◆ **YOUR ASSIGNMENT**
Which lines in the items below contain the word "clicks"? Copy each of them.
══ RECORDED DATA
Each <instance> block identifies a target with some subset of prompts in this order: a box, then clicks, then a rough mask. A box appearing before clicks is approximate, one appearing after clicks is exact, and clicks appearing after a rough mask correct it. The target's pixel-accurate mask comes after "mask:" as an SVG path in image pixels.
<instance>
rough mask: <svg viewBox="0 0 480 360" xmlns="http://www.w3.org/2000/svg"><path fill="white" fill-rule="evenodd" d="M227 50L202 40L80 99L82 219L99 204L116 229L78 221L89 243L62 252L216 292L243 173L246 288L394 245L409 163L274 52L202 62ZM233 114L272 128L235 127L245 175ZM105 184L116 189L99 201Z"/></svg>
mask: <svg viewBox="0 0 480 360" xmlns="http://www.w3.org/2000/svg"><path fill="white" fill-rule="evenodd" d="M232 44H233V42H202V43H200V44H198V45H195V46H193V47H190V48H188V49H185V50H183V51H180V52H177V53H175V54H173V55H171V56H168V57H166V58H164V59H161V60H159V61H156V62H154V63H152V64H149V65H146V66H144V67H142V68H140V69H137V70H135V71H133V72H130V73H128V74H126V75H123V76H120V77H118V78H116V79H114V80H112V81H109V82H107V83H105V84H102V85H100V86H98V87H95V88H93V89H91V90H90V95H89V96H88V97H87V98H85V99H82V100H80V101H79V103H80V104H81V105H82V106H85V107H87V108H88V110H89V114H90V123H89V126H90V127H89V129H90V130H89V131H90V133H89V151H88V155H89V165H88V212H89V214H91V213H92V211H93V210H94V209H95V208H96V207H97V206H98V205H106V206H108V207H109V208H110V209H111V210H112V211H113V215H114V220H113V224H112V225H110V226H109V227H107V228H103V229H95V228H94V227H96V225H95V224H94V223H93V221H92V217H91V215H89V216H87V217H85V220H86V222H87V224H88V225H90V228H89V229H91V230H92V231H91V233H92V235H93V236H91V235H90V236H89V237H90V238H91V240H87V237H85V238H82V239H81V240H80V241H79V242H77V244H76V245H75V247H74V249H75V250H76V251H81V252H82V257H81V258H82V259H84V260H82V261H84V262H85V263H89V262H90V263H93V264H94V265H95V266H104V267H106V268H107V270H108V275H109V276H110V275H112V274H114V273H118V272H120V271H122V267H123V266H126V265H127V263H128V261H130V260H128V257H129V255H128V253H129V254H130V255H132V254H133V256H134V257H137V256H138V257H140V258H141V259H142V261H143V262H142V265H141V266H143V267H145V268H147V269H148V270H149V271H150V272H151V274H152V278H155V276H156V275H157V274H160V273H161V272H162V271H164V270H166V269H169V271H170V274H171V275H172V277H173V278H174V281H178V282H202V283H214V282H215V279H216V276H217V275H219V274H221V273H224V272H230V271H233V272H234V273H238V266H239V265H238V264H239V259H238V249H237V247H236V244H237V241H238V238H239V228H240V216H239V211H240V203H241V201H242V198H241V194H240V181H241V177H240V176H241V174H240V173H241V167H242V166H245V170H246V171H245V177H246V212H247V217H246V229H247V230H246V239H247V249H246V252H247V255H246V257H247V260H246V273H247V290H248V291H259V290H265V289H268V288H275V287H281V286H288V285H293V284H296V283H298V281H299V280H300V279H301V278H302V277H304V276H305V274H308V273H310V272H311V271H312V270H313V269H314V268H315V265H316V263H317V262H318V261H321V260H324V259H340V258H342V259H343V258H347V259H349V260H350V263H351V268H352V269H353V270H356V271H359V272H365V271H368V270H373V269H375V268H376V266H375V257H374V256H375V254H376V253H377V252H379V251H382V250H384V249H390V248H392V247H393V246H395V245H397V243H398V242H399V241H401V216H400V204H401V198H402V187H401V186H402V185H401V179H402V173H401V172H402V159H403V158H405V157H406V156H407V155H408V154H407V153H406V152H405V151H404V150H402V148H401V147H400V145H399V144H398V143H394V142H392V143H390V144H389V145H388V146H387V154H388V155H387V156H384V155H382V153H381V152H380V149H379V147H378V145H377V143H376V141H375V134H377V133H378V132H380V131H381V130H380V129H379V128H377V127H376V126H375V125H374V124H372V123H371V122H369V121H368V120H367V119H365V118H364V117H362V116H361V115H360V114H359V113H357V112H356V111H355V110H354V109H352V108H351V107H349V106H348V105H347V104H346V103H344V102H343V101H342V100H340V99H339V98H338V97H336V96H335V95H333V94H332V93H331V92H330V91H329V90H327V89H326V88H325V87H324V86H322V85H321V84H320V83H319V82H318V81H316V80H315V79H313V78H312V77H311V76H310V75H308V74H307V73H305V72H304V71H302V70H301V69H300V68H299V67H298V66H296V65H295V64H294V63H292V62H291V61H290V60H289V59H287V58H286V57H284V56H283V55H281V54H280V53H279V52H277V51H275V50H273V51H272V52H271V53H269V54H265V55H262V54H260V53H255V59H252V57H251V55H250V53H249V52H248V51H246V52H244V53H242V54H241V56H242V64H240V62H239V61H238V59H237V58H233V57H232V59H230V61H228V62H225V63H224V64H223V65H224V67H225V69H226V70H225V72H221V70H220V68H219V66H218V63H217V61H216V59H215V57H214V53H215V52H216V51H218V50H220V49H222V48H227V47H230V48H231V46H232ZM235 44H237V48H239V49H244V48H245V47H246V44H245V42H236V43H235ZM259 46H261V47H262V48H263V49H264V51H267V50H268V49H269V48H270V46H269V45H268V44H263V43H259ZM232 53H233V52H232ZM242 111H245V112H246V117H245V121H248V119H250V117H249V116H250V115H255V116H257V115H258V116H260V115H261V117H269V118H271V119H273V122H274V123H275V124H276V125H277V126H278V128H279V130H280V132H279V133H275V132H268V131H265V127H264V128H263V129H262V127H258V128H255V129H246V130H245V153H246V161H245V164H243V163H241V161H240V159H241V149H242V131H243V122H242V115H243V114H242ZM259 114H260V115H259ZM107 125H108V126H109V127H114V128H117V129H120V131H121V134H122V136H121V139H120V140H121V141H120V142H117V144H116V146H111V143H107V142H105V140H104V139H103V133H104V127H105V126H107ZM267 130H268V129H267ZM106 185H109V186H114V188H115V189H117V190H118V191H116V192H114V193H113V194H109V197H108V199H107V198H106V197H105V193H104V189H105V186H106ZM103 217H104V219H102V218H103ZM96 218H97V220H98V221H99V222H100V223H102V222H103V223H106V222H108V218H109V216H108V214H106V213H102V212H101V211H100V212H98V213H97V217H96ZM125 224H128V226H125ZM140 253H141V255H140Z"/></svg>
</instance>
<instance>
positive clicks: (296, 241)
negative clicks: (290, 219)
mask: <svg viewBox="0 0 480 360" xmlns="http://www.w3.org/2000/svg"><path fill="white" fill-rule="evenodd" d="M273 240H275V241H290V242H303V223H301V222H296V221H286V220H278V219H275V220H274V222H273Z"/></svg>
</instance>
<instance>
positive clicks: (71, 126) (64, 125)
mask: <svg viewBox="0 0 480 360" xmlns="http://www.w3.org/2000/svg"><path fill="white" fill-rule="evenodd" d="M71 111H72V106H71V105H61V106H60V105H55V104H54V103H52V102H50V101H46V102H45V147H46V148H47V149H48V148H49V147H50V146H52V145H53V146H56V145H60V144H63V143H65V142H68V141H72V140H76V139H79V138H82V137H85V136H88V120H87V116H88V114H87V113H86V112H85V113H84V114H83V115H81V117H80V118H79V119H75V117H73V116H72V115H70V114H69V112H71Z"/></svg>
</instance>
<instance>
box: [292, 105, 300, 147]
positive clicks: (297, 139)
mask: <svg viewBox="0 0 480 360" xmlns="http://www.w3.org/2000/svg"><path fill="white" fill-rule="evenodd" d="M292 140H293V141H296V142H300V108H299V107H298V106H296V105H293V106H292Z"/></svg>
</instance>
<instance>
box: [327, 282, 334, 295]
════
◆ **REPLY TO THE EXERCISE**
Each <instance> block identifies a target with some subset of prompts in this order: a box, then clicks, then a rough mask. A box appearing before clicks is approximate, one appearing after clicks is exact, and clicks appearing after a rough mask correct it. The target's pixel-accurate mask comes after "mask:" as an SVG path in image pixels.
positive clicks: (296, 241)
negative clicks: (290, 219)
positive clicks: (71, 126) (64, 125)
positive clicks: (297, 139)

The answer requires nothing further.